= PAGE EXCERPT =

····················

/covid19_respiratory_microbiome

Code accompanying the manuscript "Clinical practices underlie COVID-19 patient respiratory microbiome composition and its interactions with the host"

Primary LanguageRGNU General Public License v3.0GPL-3.0

COVID-19 respiratory microbiome analysis code

License: GPL v3 DOI

Code accompanying the manuscript "Clinical practices underlie COVID-19 patient respiratory microbiome composition and its interactions with the host". Link to preprint: https://www.medrxiv.org/content/10.1101/2020.12.23.20248425v3

Contributors:

  • Verónica Lloréns Rico, PhD
  • Ann C. Gregory, PhD

File description:

Code files:

  • script_covid_preprocessing.R: raw data preprocessing
  • script_covid_dataexploration.R: initial data exploration and plots
  • script_covid_alphadiv.R: Alpha diversity analyses and glmm modeling
  • script_covid_betadiv.R: dbRDA analyses of microbiome composition
  • script_covid_diffabundances.R: differential taxon abundance analyses
  • script_covid_species_strain_analyses.R: macro-vs-micro diversity analyses
  • script_covid_sc_analyses.R: analyses on the scRNA-seq data of the lower respiratory tract cohort

Additional folders:

  • data/: use this folder to download the raw data and metadata tables from EGA (with controlled access, accession number EGAS00001004951). Contains two additional files:
    • sample_ids.txt: contains sample IDs to preprocess the data (used in script_covid_dataexploration.R)
    • coding_table_final.txt: contains explanations of the metadata variables (used in script_covid_betadiv.R)
  • R/: additional R functions, called by the different scripts

Installation instructions

Hardware required

All code was run on laptop/desktop computers with 8 cores with 16GB RAM

Software required

Required: R (https://cran.r-project.org/). The code in this repository was run on R v.4.0.5. Recommended: Rstudio (https://www.rstudio.com/)

R packages required:

  • dada2 (v1.18.0)
  • phyloseq (v1.34.0)
  • ggplot2 (v3.3.3)
  • ggpubr (v0.4.0)
  • cowplot (v1.1.1)
  • tidyverse (v1.3.1)
  • reshape2 (v1.4.4)
  • compositions (v2.0.1)

····················

= Saved entries =

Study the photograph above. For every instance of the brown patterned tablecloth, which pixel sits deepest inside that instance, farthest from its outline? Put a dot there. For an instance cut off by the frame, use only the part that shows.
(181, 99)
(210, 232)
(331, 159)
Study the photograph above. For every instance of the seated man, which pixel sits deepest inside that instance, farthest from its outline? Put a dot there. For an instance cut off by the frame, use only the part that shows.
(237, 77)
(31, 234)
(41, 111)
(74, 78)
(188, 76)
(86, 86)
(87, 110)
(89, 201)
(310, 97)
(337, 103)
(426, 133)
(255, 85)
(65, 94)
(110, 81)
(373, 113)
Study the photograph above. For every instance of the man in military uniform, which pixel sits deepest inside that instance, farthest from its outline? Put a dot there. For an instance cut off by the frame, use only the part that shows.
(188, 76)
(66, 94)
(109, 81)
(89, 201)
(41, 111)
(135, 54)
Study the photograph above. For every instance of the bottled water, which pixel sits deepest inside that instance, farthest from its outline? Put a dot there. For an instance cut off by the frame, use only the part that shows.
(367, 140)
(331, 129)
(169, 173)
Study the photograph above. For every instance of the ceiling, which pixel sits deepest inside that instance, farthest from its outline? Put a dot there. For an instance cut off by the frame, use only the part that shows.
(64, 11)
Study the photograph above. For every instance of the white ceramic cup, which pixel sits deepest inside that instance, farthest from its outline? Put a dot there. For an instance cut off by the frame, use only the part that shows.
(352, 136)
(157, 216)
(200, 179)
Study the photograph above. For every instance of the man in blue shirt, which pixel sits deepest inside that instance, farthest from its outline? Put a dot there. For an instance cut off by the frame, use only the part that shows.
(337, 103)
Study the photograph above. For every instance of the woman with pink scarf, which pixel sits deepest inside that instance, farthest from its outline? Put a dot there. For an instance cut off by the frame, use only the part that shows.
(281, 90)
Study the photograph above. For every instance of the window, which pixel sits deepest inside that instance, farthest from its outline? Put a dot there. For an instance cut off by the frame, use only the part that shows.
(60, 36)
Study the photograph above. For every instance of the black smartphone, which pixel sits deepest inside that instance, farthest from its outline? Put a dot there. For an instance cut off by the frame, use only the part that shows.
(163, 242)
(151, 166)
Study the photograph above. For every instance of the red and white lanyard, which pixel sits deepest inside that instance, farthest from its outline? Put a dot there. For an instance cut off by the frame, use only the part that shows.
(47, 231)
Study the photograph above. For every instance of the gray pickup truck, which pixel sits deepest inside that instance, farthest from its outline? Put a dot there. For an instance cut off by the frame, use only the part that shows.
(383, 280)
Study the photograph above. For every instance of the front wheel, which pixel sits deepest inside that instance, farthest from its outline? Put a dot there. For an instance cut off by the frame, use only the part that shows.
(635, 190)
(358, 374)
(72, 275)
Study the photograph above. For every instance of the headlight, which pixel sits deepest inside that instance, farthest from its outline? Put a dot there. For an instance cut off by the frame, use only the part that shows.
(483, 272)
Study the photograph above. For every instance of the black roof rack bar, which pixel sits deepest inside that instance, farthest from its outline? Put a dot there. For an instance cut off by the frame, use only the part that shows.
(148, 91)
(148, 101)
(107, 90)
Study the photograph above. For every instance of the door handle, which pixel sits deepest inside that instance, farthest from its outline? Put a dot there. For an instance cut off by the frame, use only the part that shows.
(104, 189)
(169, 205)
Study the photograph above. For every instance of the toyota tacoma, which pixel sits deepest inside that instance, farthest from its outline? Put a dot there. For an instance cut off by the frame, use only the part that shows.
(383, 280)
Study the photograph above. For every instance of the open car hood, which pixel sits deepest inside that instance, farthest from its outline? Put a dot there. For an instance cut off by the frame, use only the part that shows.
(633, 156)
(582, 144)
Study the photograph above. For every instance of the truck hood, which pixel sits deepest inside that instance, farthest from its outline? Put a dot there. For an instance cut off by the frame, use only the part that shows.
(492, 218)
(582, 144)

····················

= REQUIRED TASKS =
- a) In the COVID-19 respiratory microbiome code page, rewrite the paragraph beginning "Required: R" as a short list that keeps its main facts.
- b) Resume the COVID-19 respiratory microbiome code page after its last line.
The data come from a separate source.

= EXPECTED RESPONSES =
- a)
- Required: R (https://cran.r-project.org/), run here on v.4.0.5
- Recommended: Rstudio (https://www.rstudio.com/)

- b)
  • vegan (v2.5.7)
  • rstatix (v0.7.0)
  • ALDEX2 (v1.22.0)
  • ggrepel (v0.9.1)
  • tibble (v3.1.2)
  • DECIPHER (v2.18.1)
  • Biostrings (v2.58.0)
  • biomod2 (v3.5.1)
  • wesanderson (v0.3.6)
  • colortools (v0.1.5)
  • ggiraph (v0.7.10)
  • ggiiraphExtra (v0.3.0)
  • glmulti (v1.0.8)
  • sjPlot (v2.8.7)
  • lme4 (v1.1.27)
  • CoDaSeq (v0.99.6)
  • DESeq2 (v1.30.1)
  • mixOmics (v6.14.1)
  • lubridate (v1.7.10)
  • Seurat (v4.0.4)
  • chisq.posthoc.test (v0.1.2)
  • ggmosaic (v0.3.3)
  • patchwork (v1.1.1)
  • gtable(v0.3.0)

Running instructions

  1. Download raw sequencing files and metadata from EGA: link to study
  2. Store them in the data/ folder, or any other directory of your choice.
  3. Run script_covid_preprocessing.R. This will do all the raw data preprocessing: quality control, trimming, denoising, ASV assignation and taxonomic annotation, as well as decontamination.
  4. Run script_covid_dataexploration.R. This will do the initial data exploration, and generate some of the plots available in Figure 1.
  5. Run script_covid_alphadiv.R. This will perform the alpha diversity analyses and modeling section.
  6. Run script_covid_betadiv.R. This will perform the beta diversity analyses and modeling section.
  7. Run script_covid_diffabundances.R. This will perform the differential taxon abundances reported in the manuscript.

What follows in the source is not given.